● **WORK INSTRUCTIONS**
Rewrite all of the data below, switching every "ask yourself" to "consider" and leaving everything else unchanged. Leave the pictures out of your answer.

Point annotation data
——

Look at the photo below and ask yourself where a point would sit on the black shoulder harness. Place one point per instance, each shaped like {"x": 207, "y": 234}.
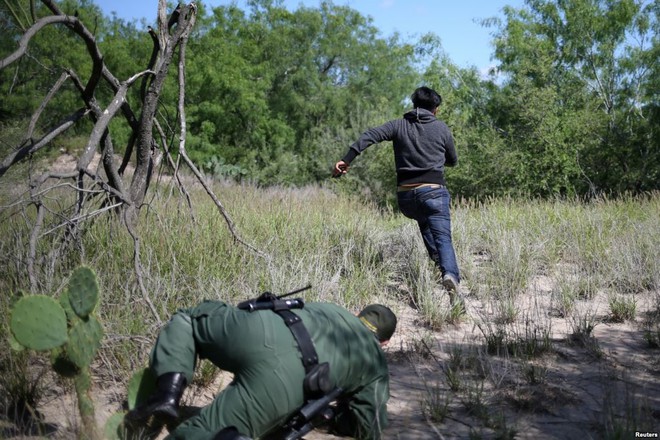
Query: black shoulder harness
{"x": 269, "y": 301}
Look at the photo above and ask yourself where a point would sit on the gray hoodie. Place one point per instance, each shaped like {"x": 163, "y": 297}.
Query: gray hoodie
{"x": 423, "y": 145}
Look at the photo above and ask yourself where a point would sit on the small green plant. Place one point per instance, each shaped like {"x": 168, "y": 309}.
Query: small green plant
{"x": 435, "y": 404}
{"x": 622, "y": 308}
{"x": 68, "y": 331}
{"x": 583, "y": 327}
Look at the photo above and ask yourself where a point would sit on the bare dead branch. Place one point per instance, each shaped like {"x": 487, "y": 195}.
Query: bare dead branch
{"x": 32, "y": 252}
{"x": 76, "y": 220}
{"x": 20, "y": 154}
{"x": 42, "y": 106}
{"x": 138, "y": 267}
{"x": 184, "y": 154}
{"x": 30, "y": 33}
{"x": 103, "y": 121}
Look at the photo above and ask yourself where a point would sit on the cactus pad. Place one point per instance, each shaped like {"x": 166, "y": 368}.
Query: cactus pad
{"x": 38, "y": 322}
{"x": 61, "y": 364}
{"x": 83, "y": 291}
{"x": 84, "y": 341}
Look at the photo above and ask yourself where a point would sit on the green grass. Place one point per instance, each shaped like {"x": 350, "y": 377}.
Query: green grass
{"x": 352, "y": 253}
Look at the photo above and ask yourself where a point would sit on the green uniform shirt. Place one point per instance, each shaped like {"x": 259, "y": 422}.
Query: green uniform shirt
{"x": 268, "y": 372}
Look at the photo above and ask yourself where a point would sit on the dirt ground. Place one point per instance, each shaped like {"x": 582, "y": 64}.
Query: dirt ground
{"x": 573, "y": 391}
{"x": 447, "y": 383}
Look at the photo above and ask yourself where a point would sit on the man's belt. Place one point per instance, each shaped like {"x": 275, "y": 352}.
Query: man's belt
{"x": 403, "y": 188}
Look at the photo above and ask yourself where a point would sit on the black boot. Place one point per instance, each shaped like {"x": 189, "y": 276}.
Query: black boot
{"x": 163, "y": 403}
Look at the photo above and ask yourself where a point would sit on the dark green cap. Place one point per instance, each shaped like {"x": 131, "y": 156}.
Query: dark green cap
{"x": 380, "y": 320}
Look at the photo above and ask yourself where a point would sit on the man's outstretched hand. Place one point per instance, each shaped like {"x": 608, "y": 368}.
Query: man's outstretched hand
{"x": 340, "y": 169}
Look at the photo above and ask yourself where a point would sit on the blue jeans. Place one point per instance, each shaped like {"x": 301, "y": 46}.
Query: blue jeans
{"x": 430, "y": 207}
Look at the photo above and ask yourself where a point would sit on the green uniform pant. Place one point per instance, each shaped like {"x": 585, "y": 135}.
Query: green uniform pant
{"x": 257, "y": 347}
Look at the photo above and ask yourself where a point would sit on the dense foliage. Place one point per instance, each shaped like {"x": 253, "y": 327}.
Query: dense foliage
{"x": 276, "y": 96}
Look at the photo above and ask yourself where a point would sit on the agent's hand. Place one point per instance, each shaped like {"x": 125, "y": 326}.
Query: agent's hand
{"x": 340, "y": 169}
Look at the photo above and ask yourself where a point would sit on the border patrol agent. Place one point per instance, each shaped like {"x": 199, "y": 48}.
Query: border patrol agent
{"x": 265, "y": 354}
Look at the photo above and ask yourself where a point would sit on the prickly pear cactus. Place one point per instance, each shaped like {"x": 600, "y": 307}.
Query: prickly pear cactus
{"x": 83, "y": 291}
{"x": 39, "y": 323}
{"x": 69, "y": 330}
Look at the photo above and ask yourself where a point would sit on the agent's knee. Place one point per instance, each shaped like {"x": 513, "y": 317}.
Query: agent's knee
{"x": 230, "y": 433}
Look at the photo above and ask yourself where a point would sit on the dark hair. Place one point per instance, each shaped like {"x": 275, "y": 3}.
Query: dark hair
{"x": 426, "y": 98}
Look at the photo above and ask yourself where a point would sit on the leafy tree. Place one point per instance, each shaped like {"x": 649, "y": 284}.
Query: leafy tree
{"x": 576, "y": 68}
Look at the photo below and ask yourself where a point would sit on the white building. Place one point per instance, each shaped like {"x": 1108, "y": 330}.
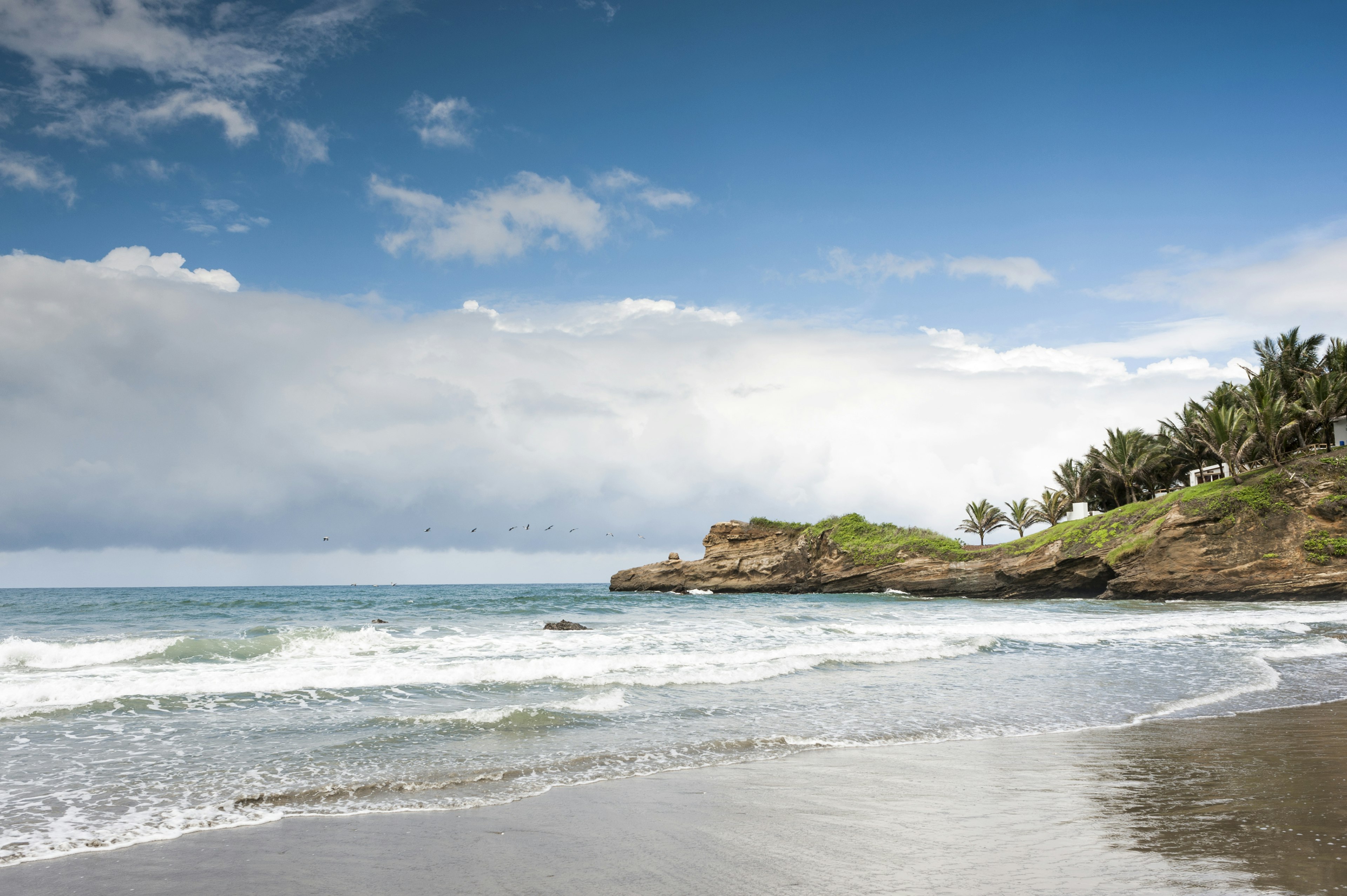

——

● **REPLY TO THE EXERCISE**
Look at the photo below and consider where a point would sit on the black shoulder harness. Place one point per instance, each shaped like {"x": 207, "y": 234}.
Query: black shoulder harness
{"x": 269, "y": 301}
Look at the photo above and consider where a point would sit on the gray hoodie. Place one point per instance, each shaped like {"x": 163, "y": 297}.
Query: gray hoodie
{"x": 423, "y": 145}
Look at the photo above and consider where a point would sit on the small green plant. Place one point per instance, each shaped like {"x": 168, "y": 309}.
Query: small green plant
{"x": 435, "y": 404}
{"x": 622, "y": 308}
{"x": 68, "y": 331}
{"x": 583, "y": 327}
Look at the photo above and consider where a point would sit on the bare dead branch. Place one point per instance, each shaped like {"x": 487, "y": 195}.
Query: bare dead branch
{"x": 32, "y": 252}
{"x": 76, "y": 220}
{"x": 20, "y": 154}
{"x": 42, "y": 106}
{"x": 138, "y": 267}
{"x": 184, "y": 154}
{"x": 30, "y": 33}
{"x": 103, "y": 121}
Look at the photo above and consider where a point would sit on the cactus pad. Place one point per instance, each shaped like {"x": 166, "y": 368}.
Query: cactus pad
{"x": 38, "y": 322}
{"x": 61, "y": 364}
{"x": 83, "y": 291}
{"x": 84, "y": 341}
Look at the photo above and consider where a point would sit on the green grass. Place one point per instance, each shaped like {"x": 350, "y": 377}.
Query: green grass
{"x": 352, "y": 253}
Look at the photo above and consider where a point would sit on the green uniform shirt. Place one point per instance, each shaped like {"x": 259, "y": 422}.
Query: green uniform shirt
{"x": 268, "y": 372}
Look at the photo above and consider where a point would sit on the dirt ground. Place one point per instance, each shaped like {"x": 582, "y": 64}.
Query: dirt ground
{"x": 573, "y": 391}
{"x": 447, "y": 383}
Look at the photo above and consider where a point would sit on the man's belt. Place one point per instance, each shaped like {"x": 275, "y": 352}.
Query: man's belt
{"x": 403, "y": 188}
Look at the photo above and consider where a point would sit on the black boot. Place one point per instance, each shaped like {"x": 189, "y": 276}.
Query: black boot
{"x": 163, "y": 403}
Look at the photo above and consider where a point would sit on the dark green cap. Place one point per instance, each shaped like {"x": 131, "y": 156}.
Query: dark green cap
{"x": 380, "y": 320}
Look at the photo above and consider where a point would sit on the man's outstretched hand. Place one point per instance, each shaped like {"x": 608, "y": 368}.
Query: man's outstretched hand
{"x": 340, "y": 169}
Look at the photo above and consider where a point would sit on the blue jeans. Place one point per instance, each shaped like {"x": 301, "y": 46}.
Query: blue jeans
{"x": 430, "y": 207}
Look at the photo above and consider where a point would sit on the green uniform pant. Place one point per instance, each shaped like {"x": 585, "y": 135}.
Query: green uniform pant
{"x": 257, "y": 347}
Look at the photo above and consider where a point would sit on the dense foliage. Place one point per instance, each shaped like {"x": 253, "y": 327}.
Query: dense foliage
{"x": 276, "y": 96}
Look at the photo above and consider where a point would sit on the agent's hand. Place one point per instance, each shaped like {"x": 125, "y": 326}.
Query: agent's hand
{"x": 340, "y": 169}
Look at the photo above and consider where a point would sit on the border patrol agent. Place one point per instance, each shaped like {"x": 199, "y": 48}.
Query: border patrol agent
{"x": 265, "y": 354}
Look at the photo above and consider where a point would sit on the prickly pear cactus. Place one point per instance, each shaped like {"x": 600, "y": 307}.
Query: prickly pear cactus
{"x": 83, "y": 291}
{"x": 39, "y": 323}
{"x": 69, "y": 330}
Look at the photo above and consider where a point would sit on the agent's knee. Place one point per instance, each shaped like {"x": 513, "y": 317}.
Query: agent's knee
{"x": 230, "y": 433}
Look at the photo above and consider where a point would sit on the dark hair. Place one point per instance, each shaped like {"x": 275, "y": 3}.
Query: dark hair
{"x": 426, "y": 98}
Look at the photo above and consider where a point would sit on the leafy tree. Place one point per instance, each shaped like {"x": 649, "y": 284}.
Query: leafy tree
{"x": 576, "y": 68}
Look at the photo below and consider where a point would sit on the white building. Place one point per instance, each shaped like {"x": 1108, "y": 330}.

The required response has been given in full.